Work to be completed> Extract the full listing below without altering a single character.

Task data>
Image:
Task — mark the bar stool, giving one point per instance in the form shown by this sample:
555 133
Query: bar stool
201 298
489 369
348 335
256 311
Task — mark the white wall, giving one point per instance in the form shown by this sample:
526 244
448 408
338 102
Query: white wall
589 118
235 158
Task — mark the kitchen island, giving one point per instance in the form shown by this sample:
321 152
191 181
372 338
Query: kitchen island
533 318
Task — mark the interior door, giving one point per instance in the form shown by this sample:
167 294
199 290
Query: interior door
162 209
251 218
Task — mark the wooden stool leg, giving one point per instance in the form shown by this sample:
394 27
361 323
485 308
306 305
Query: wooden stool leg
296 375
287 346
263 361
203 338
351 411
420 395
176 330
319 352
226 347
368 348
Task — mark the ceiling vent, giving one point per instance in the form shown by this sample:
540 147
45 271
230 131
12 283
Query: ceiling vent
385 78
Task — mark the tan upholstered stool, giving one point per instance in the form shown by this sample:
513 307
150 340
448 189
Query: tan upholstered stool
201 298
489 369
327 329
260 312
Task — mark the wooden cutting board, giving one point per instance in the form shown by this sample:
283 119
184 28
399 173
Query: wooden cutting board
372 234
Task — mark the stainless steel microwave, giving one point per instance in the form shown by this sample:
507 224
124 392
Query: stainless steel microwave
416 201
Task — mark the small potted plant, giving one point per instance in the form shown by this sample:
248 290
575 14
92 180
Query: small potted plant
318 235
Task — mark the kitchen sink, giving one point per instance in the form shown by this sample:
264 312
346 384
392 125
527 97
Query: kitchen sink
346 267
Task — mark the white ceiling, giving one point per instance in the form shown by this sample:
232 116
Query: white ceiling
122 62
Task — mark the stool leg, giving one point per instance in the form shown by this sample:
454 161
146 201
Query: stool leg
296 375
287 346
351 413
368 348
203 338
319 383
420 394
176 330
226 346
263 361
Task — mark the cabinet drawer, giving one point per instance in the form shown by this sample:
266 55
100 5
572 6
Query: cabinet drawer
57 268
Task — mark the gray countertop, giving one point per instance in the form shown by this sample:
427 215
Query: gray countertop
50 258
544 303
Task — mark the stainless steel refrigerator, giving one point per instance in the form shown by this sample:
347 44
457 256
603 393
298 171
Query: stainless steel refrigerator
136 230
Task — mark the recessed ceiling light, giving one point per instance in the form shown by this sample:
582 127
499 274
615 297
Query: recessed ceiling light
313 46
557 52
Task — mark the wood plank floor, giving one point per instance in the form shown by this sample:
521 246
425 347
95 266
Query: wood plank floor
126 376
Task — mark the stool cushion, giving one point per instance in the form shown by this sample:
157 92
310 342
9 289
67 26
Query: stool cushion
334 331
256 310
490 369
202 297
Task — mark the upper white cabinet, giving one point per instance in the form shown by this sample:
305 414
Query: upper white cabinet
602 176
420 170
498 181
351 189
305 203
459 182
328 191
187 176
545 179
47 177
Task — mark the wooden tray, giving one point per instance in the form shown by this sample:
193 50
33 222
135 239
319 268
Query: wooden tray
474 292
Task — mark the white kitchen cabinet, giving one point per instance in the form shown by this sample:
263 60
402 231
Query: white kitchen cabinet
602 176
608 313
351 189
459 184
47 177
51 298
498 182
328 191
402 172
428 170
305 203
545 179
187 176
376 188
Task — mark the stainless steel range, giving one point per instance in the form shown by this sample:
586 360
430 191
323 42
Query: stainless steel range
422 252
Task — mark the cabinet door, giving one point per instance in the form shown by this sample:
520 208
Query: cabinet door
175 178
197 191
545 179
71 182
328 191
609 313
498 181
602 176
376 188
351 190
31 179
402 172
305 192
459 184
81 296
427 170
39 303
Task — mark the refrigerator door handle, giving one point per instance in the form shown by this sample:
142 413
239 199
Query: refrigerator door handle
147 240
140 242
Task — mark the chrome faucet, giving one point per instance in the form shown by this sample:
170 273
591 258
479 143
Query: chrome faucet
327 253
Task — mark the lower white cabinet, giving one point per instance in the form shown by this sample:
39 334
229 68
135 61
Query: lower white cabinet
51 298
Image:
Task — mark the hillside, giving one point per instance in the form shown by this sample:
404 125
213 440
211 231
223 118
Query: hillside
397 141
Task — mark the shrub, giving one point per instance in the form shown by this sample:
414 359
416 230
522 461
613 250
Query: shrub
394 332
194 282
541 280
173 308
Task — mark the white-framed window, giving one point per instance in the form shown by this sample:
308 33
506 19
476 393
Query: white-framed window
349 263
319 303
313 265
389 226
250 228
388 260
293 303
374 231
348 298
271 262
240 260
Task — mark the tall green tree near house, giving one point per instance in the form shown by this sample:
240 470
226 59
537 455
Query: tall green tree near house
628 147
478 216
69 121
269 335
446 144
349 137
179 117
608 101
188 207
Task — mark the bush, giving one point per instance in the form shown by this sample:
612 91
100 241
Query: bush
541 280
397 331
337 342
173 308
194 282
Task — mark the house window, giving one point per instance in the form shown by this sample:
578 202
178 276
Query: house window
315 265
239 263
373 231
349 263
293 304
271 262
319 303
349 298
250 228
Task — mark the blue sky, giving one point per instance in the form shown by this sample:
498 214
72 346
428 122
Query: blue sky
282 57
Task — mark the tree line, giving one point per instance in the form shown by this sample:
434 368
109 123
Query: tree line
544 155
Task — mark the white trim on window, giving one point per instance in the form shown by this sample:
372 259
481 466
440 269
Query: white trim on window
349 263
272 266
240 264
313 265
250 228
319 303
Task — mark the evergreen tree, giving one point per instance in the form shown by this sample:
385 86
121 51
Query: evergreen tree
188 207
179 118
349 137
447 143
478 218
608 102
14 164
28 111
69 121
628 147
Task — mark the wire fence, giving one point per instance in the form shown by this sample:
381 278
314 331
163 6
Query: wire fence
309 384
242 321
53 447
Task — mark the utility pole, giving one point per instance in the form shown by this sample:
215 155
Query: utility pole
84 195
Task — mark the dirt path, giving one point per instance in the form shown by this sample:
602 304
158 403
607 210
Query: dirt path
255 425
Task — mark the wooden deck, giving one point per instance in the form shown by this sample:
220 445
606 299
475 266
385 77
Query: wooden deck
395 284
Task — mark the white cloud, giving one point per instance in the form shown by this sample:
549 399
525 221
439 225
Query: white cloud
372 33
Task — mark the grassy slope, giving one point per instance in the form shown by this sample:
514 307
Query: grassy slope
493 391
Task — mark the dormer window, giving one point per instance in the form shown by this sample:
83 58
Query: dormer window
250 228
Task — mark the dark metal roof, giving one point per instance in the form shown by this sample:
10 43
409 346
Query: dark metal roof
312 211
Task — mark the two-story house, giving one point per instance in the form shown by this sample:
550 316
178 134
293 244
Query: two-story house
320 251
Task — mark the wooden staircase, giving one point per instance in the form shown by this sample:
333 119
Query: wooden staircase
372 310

Task solution>
Image:
Task — mark the bar stool, giving one point per instance in the form shown by this sample:
555 133
Query: bar stool
201 298
489 369
348 335
256 311
Task — mark the white wall, giving one point per instance in the form shown by this sample:
526 244
448 408
338 102
Query: white wall
589 118
235 158
Task — mark the kitchen island, giving one point per instance in the form shown by this sample:
321 152
191 181
372 338
Query: kitchen island
533 318
Task — mark the interior door, giving one point per instance in the form shown by this sample:
167 294
199 290
Query: interior door
162 209
251 218
Task — mark the wooden stool leg, giving one point per instance in the form shown by this sample:
394 27
361 323
485 308
306 305
Query: wooden stool leg
296 375
287 346
263 361
203 338
351 411
420 395
176 330
319 352
226 347
368 348
Task — mark the ceiling vent, giving one point per instance in the form shown by this sample:
540 147
45 271
230 131
12 283
Query: ceiling vent
385 78
Task — mark the tan upholstered stool, giving one point per instance in the form shown by this sample:
513 307
150 340
448 189
Query: tan upholstered stool
201 298
489 369
327 329
260 312
Task — mark the wooden cutting board, giving one point per instance in the form shown by this sample:
283 119
184 28
399 173
Query: wooden cutting board
372 234
Task — mark the stainless steel microwave, giving one point per instance in the form shown by this sample:
507 224
124 392
Query: stainless steel microwave
416 201
Task — mark the small potted plant, giving one point per instance in the form shown by this sample:
248 290
575 14
92 180
Query: small potted plant
318 235
Task — mark the kitchen sink, giving one point per instance in the form shown by this sample:
264 312
346 384
392 125
527 97
Query: kitchen sink
346 267
Task — mark the white ceiling, giving one point per instance in the form shown by this sample:
232 116
Query: white ceiling
122 62
Task — mark the stool leg, giving one point per instance in the form shown by this sample:
454 161
146 201
Query: stool leg
296 375
287 346
351 413
368 348
203 338
319 383
420 394
176 330
226 346
263 361
Task — mark the cabinet drawer, giving one point per instance in the form shown by this sample:
266 55
100 5
572 6
Query: cabinet drawer
57 268
Task — mark the gray countertop, giving one point per instance in the form shown by this sample:
427 215
Query: gray countertop
50 258
544 303
Task — mark the stainless steel refrigerator, giving one point per instance in the form shown by this sample:
347 44
457 256
603 393
298 171
Query: stainless steel refrigerator
136 230
Task — mark the recessed ceiling light, giving one point per instance in the form shown by this sample:
582 127
499 274
615 297
Query: recessed ceiling light
313 46
557 52
Task — mark the wood plank floor, giving one point per instance in the form shown by this sample:
521 246
425 347
95 266
Query: wood plank floor
126 376
Task — mark the stool cushion, giving one point per instance in the form shown by this sample:
157 92
310 342
9 289
67 26
Query: stool cushion
334 331
256 310
490 369
202 297
Task — mark the upper white cabinet, giving one point per instance in the form shown by this sample:
305 414
Query: upper white cabinet
602 176
420 170
498 181
351 189
305 203
459 182
328 191
187 176
545 179
47 177
Task — mark the wooden tray, giving one point per instance in the form shown by this sample:
193 50
33 222
135 239
319 268
Query: wooden tray
474 292
Task — mark the white kitchen cabinet, giving one point per instance in the form shown by this sample:
263 60
402 231
Query: white kitchen cabinet
602 176
608 313
351 189
459 184
47 177
51 298
498 182
328 191
402 172
428 170
305 203
545 179
187 176
376 188
Task — mark the stainless steel range, giving one point per instance in the form shown by this sample:
586 360
430 191
323 42
Query: stainless steel range
422 252
Task — mark the cabinet door, giving one point per instance in the form shown by this sample:
520 208
Query: cabinet door
175 178
197 191
545 179
71 182
328 191
609 313
498 181
602 176
376 188
351 190
31 179
402 172
305 192
459 184
81 296
427 170
39 303
Task — mark the refrigerator door handle, giving one point per instance in the form shown by this sample:
142 413
239 199
Query: refrigerator door handle
147 240
140 242
Task — mark the chrome faucet, giving one point per instance in the form shown by this sample:
170 273
591 258
479 143
Query: chrome faucet
327 253
Task — mark the lower white cabinet, giving one point per instance in the form shown by this sample:
39 334
229 68
135 61
Query: lower white cabinet
51 298
Image:
Task — mark the hillside, giving one point per instance in the form shown by this sample:
404 125
213 440
211 231
223 118
Query: hillside
397 141
Task — mark the shrub, giving one point per instance in the form shown by this sample:
414 359
416 230
522 461
613 250
Query: shrub
394 332
194 282
541 280
173 308
Task — mark the white-framed window, giving one point per instance in the form shown by this sample:
308 33
506 19
476 393
Query: white-framed window
349 263
319 303
313 265
389 226
250 228
388 260
293 303
374 231
348 298
271 262
240 260
Task — mark the tall green tree near house, giving one point per instance in the form shown by this sample:
240 470
226 59
537 455
Query: tall green tree near house
628 147
478 216
69 121
269 335
446 144
349 137
179 117
608 101
188 207
Task — mark the bush, giving one point per instance in the form shown by this sample:
612 91
100 241
Query: bush
541 280
397 331
337 342
173 308
194 282
Task — mark the house window, giving one point per instance in the form shown by this sample:
578 202
178 276
Query: house window
315 265
239 263
373 231
349 263
293 304
271 262
319 303
349 298
250 228
Task — mark the blue sky, giving one point per instance in the form shown by this sample:
498 214
72 346
428 122
Query: blue sky
282 57
Task — mark the tree line, giving one point per instance in the form shown by this sample:
434 368
109 123
Query: tree line
544 155
Task — mark the white trim on window, giving one point per instance in the form shown by this sample:
372 259
481 466
440 269
Query: white trim on window
349 263
272 266
240 264
313 265
250 228
319 303
Task — mark the evergreen tree, giving one point per instance in the form shown by this sample:
385 86
121 51
Query: evergreen tree
188 207
179 118
349 137
447 143
478 218
608 102
14 164
28 111
69 121
628 147
Task — mark the wire fence, giving one point per instance in the form shown by this sample:
381 278
314 331
163 6
Query: wire fence
309 384
242 321
53 447
Task — mark the utility pole, giving one point per instance in the form shown by this sample:
215 155
Query: utility pole
84 195
Task — mark the dirt path, giving one point per instance in the form shown by this sample:
602 304
158 403
607 210
Query: dirt path
255 425
Task — mark the wooden deck, giving one point per instance in the form shown by this sample:
220 445
606 299
475 266
385 77
Query: wooden deck
395 284
Task — mark the white cloud, giving one point per instance in the form shown by this sample:
549 399
525 221
439 225
Query: white cloud
372 33
Task — mark the grassy slope, giving one point per instance in the form shown by this sample:
514 307
Query: grassy slope
493 391
Task — mark the dormer window, giving one point per instance in the form shown by this sample:
83 58
Query: dormer window
250 228
Task — mark the dark metal roof, giving one point per instance in the form shown by this sample:
10 43
409 346
Query: dark metal roof
312 211
Task — mark the two-story house, giving one point per instance in the form shown by this sample:
550 316
178 134
293 244
Query: two-story house
320 251
Task — mark the wooden staircase, giving one point per instance in the form shown by this sample:
333 119
Query: wooden staircase
372 310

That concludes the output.